§ INFORMATION GIVEN:
□ □ □ □ □

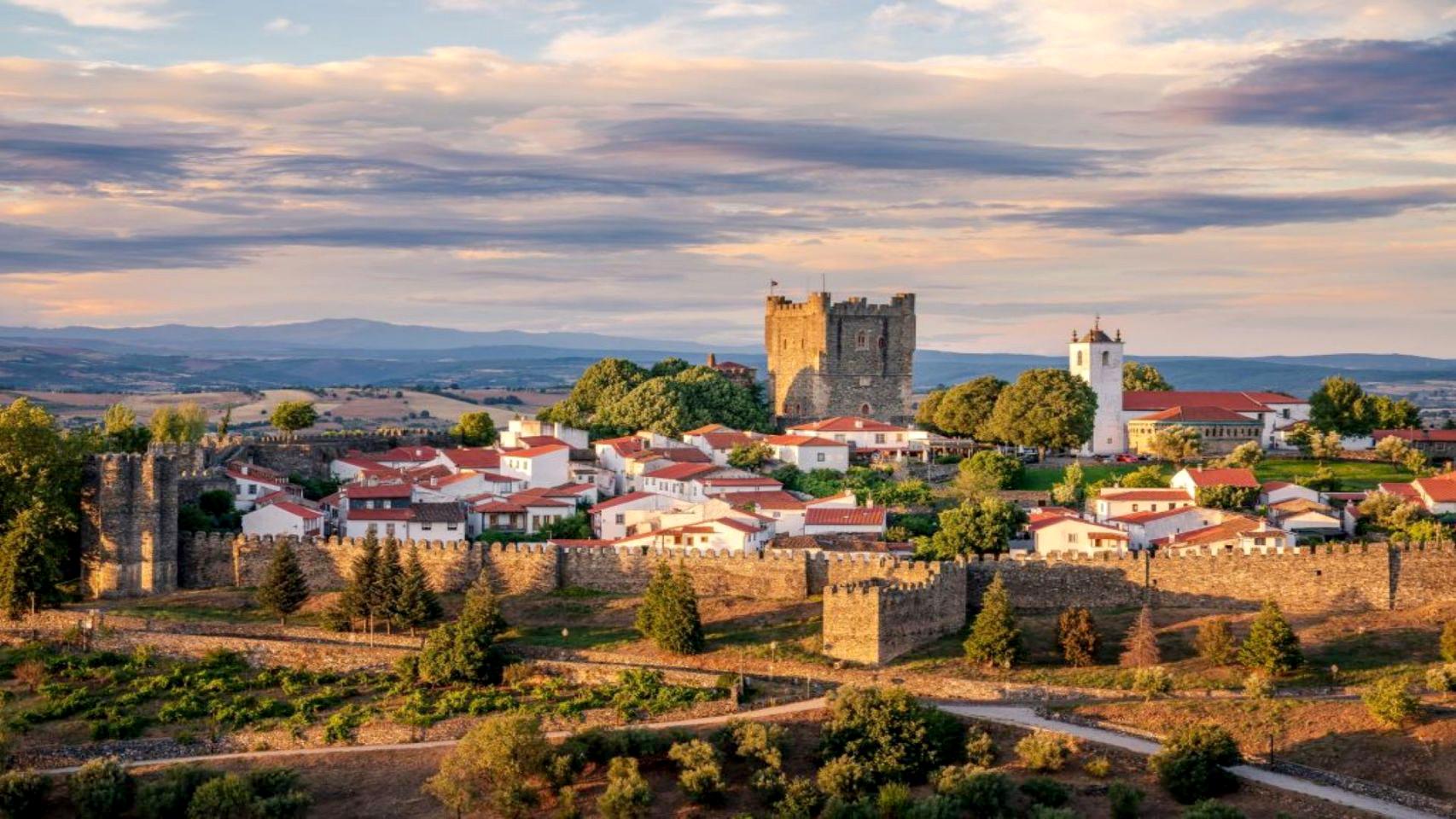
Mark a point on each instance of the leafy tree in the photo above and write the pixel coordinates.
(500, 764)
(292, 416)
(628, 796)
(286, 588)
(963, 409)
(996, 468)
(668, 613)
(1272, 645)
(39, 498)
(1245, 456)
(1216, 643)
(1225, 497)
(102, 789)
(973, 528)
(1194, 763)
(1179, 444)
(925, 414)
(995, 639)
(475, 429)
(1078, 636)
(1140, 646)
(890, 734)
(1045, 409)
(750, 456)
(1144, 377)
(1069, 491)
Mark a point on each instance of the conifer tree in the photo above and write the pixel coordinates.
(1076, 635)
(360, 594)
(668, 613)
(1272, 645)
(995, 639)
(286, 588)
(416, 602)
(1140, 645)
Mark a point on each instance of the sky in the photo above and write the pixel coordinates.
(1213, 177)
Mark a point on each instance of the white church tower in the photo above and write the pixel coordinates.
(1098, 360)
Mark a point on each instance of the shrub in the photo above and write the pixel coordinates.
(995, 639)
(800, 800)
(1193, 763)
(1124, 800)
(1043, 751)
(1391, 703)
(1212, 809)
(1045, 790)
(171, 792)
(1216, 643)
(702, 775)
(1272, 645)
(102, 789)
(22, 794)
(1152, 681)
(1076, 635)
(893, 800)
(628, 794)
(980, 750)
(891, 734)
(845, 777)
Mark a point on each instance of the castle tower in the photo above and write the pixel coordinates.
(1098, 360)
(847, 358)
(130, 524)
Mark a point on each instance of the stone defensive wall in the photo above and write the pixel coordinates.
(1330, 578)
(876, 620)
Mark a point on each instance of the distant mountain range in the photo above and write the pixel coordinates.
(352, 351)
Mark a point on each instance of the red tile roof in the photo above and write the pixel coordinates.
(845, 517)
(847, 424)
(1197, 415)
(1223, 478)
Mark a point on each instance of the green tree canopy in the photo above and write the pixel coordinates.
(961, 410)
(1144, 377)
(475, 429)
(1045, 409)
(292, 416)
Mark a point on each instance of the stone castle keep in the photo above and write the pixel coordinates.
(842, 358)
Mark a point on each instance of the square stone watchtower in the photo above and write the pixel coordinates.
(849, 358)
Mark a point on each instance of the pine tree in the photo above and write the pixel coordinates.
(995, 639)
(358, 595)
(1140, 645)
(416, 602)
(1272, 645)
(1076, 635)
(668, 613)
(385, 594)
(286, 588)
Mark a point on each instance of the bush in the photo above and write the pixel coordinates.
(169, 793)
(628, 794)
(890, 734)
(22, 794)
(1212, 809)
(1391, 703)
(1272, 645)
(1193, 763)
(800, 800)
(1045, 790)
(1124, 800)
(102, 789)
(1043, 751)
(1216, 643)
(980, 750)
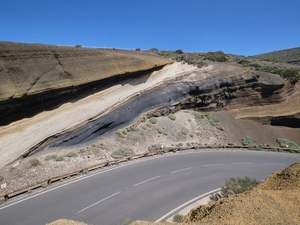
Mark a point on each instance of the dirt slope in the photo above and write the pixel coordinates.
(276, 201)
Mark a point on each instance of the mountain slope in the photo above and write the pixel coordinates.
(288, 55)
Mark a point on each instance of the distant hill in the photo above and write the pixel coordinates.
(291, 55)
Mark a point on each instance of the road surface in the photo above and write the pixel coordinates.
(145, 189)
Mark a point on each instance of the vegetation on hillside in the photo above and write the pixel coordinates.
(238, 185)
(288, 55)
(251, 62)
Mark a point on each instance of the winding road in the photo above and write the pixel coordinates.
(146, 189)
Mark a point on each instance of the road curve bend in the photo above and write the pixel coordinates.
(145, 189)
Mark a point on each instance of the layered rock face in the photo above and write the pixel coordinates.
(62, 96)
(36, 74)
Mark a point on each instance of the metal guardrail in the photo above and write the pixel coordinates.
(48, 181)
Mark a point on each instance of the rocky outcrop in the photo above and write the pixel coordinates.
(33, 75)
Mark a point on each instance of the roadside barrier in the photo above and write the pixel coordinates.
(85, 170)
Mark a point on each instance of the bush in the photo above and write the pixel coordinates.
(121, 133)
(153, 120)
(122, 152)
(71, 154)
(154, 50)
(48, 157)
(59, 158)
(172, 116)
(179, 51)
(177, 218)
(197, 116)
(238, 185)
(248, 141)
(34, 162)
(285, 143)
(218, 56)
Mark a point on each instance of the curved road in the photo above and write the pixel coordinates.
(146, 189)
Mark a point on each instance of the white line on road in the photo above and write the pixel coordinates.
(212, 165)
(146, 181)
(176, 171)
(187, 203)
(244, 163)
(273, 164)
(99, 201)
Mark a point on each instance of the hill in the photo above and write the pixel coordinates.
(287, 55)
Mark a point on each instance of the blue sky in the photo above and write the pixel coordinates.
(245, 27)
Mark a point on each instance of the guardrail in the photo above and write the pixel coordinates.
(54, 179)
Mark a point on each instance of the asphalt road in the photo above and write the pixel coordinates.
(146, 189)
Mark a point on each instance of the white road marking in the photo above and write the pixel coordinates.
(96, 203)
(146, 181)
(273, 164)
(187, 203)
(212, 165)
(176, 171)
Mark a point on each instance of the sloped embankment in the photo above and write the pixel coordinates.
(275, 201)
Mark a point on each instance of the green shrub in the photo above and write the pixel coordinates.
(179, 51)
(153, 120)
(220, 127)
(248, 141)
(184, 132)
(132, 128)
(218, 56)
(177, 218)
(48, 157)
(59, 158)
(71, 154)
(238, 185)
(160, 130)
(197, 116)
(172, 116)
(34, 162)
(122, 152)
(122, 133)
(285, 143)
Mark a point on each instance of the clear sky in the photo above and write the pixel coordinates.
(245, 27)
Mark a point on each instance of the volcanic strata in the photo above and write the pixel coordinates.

□ □ □ □ □

§ WHAT YOU NEED TO DO: Lay out the material above as a Markdown table with the columns "Row" and "Entry", putting each line in its own numbered row. Skip blank lines and leave the pictures out.

§ TASK RESPONSE:
| Row | Entry |
|---|---|
| 1 | Mark a point on each instance of the leafy tree in the photo above and write the pixel coordinates. |
| 2 | (500, 764) |
| 3 | (292, 416) |
| 4 | (628, 796) |
| 5 | (286, 588) |
| 6 | (963, 409) |
| 7 | (996, 468) |
| 8 | (668, 613) |
| 9 | (1272, 645) |
| 10 | (39, 498) |
| 11 | (1245, 456) |
| 12 | (1216, 643) |
| 13 | (1225, 497) |
| 14 | (102, 789) |
| 15 | (973, 528) |
| 16 | (1194, 763) |
| 17 | (1179, 444) |
| 18 | (925, 414) |
| 19 | (995, 639) |
| 20 | (475, 429) |
| 21 | (1078, 636) |
| 22 | (1140, 646) |
| 23 | (890, 734) |
| 24 | (1045, 409) |
| 25 | (750, 456) |
| 26 | (1144, 377) |
| 27 | (1069, 491) |
| 28 | Mark a point on each instance of the conifer tree in the photo above and write the pixel coordinates. |
| 29 | (1076, 635) |
| 30 | (360, 594) |
| 31 | (668, 613) |
| 32 | (1272, 645) |
| 33 | (995, 639) |
| 34 | (286, 588) |
| 35 | (416, 602) |
| 36 | (1140, 645) |
| 37 | Mark a point on each instance of the sky in the photo above and write the pixel coordinates. |
| 38 | (1213, 177) |
| 39 | Mark a point on each instance of the white church tower in the photo above and write the pixel coordinates. |
| 40 | (1098, 360) |
| 41 | Mark a point on each instance of the shrub in the photo above and write the pixel coordinates. |
| 42 | (995, 639) |
| 43 | (800, 800) |
| 44 | (1193, 763) |
| 45 | (1124, 800) |
| 46 | (1043, 751) |
| 47 | (1391, 703) |
| 48 | (1212, 809) |
| 49 | (1045, 790) |
| 50 | (171, 792) |
| 51 | (1216, 643) |
| 52 | (702, 775) |
| 53 | (1272, 645) |
| 54 | (102, 789) |
| 55 | (22, 794) |
| 56 | (1152, 681) |
| 57 | (1076, 635) |
| 58 | (893, 800) |
| 59 | (628, 794) |
| 60 | (980, 750) |
| 61 | (891, 734) |
| 62 | (845, 777) |
| 63 | Mark a point on each instance of the castle tower in the photo above and write the pixel coordinates. |
| 64 | (1098, 360) |
| 65 | (847, 358) |
| 66 | (130, 524) |
| 67 | Mark a point on each instance of the stone defensive wall in the photo above and write the pixel coordinates. |
| 68 | (1330, 578) |
| 69 | (876, 620) |
| 70 | Mark a point on each instance of the distant mountain range in the photo above and write the pixel coordinates. |
| 71 | (352, 351) |
| 72 | Mark a point on each instance of the red tile roof in the photo above and write the pixel coordinates. |
| 73 | (845, 517) |
| 74 | (847, 424) |
| 75 | (1197, 415) |
| 76 | (1223, 478) |
| 77 | Mark a point on each instance of the green tree canopy in the photo above and write the pixel coordinates. |
| 78 | (961, 410) |
| 79 | (1144, 377) |
| 80 | (475, 429) |
| 81 | (1045, 409) |
| 82 | (292, 416) |
| 83 | Mark a point on each instance of the stone castle keep in the photo above and write the pixel coordinates. |
| 84 | (842, 358) |
| 85 | Mark a point on each instance of the square stone watchtower in the photo above and write the pixel coordinates. |
| 86 | (849, 358) |
| 87 | Mark a point on each instance of the pine tree in the photo above and write the pixel coordinates. |
| 88 | (995, 639) |
| 89 | (358, 595) |
| 90 | (1140, 645) |
| 91 | (416, 602) |
| 92 | (1272, 645) |
| 93 | (1076, 635) |
| 94 | (668, 613) |
| 95 | (385, 594) |
| 96 | (286, 588) |
| 97 | Mark a point on each instance of the bush in the photo above and write the pixel coordinates. |
| 98 | (169, 793) |
| 99 | (628, 794) |
| 100 | (890, 734) |
| 101 | (22, 794) |
| 102 | (1212, 809) |
| 103 | (1391, 703) |
| 104 | (1272, 645) |
| 105 | (1193, 763) |
| 106 | (800, 800) |
| 107 | (1045, 790) |
| 108 | (1124, 800) |
| 109 | (102, 789) |
| 110 | (1043, 751) |
| 111 | (1216, 643) |
| 112 | (980, 750) |
| 113 | Mark a point on each instance of the dirt slope in the photo above and write the pixel coordinates. |
| 114 | (276, 201) |
| 115 | Mark a point on each instance of the mountain slope in the photo above and write the pixel coordinates. |
| 116 | (288, 55) |
| 117 | Mark a point on each instance of the distant hill in the photo above and write the pixel coordinates. |
| 118 | (291, 55) |
| 119 | Mark a point on each instance of the road surface in the photo above and write the pixel coordinates. |
| 120 | (145, 189) |
| 121 | Mark a point on each instance of the vegetation on hillside in the photo above and write the pixel coordinates. |
| 122 | (238, 185) |
| 123 | (288, 55) |
| 124 | (251, 62) |
| 125 | Mark a point on each instance of the winding road in the photo above and write the pixel coordinates. |
| 126 | (146, 189) |
| 127 | Mark a point on each instance of the road curve bend in the photo above and write the pixel coordinates. |
| 128 | (145, 189) |
| 129 | Mark a point on each instance of the layered rock face in the photo above and write the pixel coordinates. |
| 130 | (62, 96) |
| 131 | (36, 74) |
| 132 | Mark a point on each instance of the metal guardrail in the photo above and write the pixel coordinates. |
| 133 | (48, 181) |
| 134 | Mark a point on each instance of the rocky outcrop in the photo above and write the pixel coordinates. |
| 135 | (33, 75) |
| 136 | Mark a point on each instance of the roadside barrier in the photo above and write the pixel coordinates. |
| 137 | (85, 170) |
| 138 | Mark a point on each instance of the bush in the photo above and write the pixel coordinates. |
| 139 | (121, 133) |
| 140 | (153, 120) |
| 141 | (122, 152) |
| 142 | (71, 154) |
| 143 | (154, 50) |
| 144 | (48, 157) |
| 145 | (59, 158) |
| 146 | (172, 116) |
| 147 | (179, 51) |
| 148 | (177, 218) |
| 149 | (197, 116) |
| 150 | (238, 185) |
| 151 | (248, 141) |
| 152 | (34, 162) |
| 153 | (285, 143) |
| 154 | (218, 56) |
| 155 | Mark a point on each instance of the curved road in the photo above and write the pixel coordinates. |
| 156 | (146, 189) |
| 157 | Mark a point on each instance of the white line on road in the photo above and write the pixel coordinates. |
| 158 | (212, 165) |
| 159 | (146, 181) |
| 160 | (176, 171) |
| 161 | (187, 203) |
| 162 | (244, 163) |
| 163 | (273, 164) |
| 164 | (99, 201) |
| 165 | Mark a point on each instance of the hill in the photo above and write the pixel coordinates. |
| 166 | (287, 55) |
| 167 | Mark a point on each instance of the blue sky in the photo above and write the pixel coordinates. |
| 168 | (245, 27) |
| 169 | Mark a point on each instance of the guardrail in the photo above and write the pixel coordinates. |
| 170 | (54, 179) |
| 171 | Mark a point on each instance of the asphalt road in the photo above and write the pixel coordinates. |
| 172 | (146, 189) |
| 173 | Mark a point on each instance of the white road marking in the photo above and write the pixel coordinates. |
| 174 | (96, 203) |
| 175 | (146, 181) |
| 176 | (273, 164) |
| 177 | (187, 203) |
| 178 | (212, 165) |
| 179 | (176, 171) |
| 180 | Mark a point on each instance of the sloped embankment in the photo above and write the pixel coordinates. |
| 181 | (275, 201) |
| 182 | Mark a point on each instance of the green shrub in the photo above and write the pixel coordinates. |
| 183 | (179, 51) |
| 184 | (153, 120) |
| 185 | (220, 127) |
| 186 | (248, 141) |
| 187 | (184, 132) |
| 188 | (132, 128) |
| 189 | (218, 56) |
| 190 | (177, 218) |
| 191 | (48, 157) |
| 192 | (59, 158) |
| 193 | (71, 154) |
| 194 | (238, 185) |
| 195 | (160, 130) |
| 196 | (197, 116) |
| 197 | (172, 116) |
| 198 | (34, 162) |
| 199 | (122, 152) |
| 200 | (122, 133) |
| 201 | (285, 143) |
| 202 | Mark a point on each instance of the clear sky in the photo above and write the pixel coordinates. |
| 203 | (245, 27) |
| 204 | Mark a point on each instance of the volcanic strata in the photo above and write the pixel coordinates. |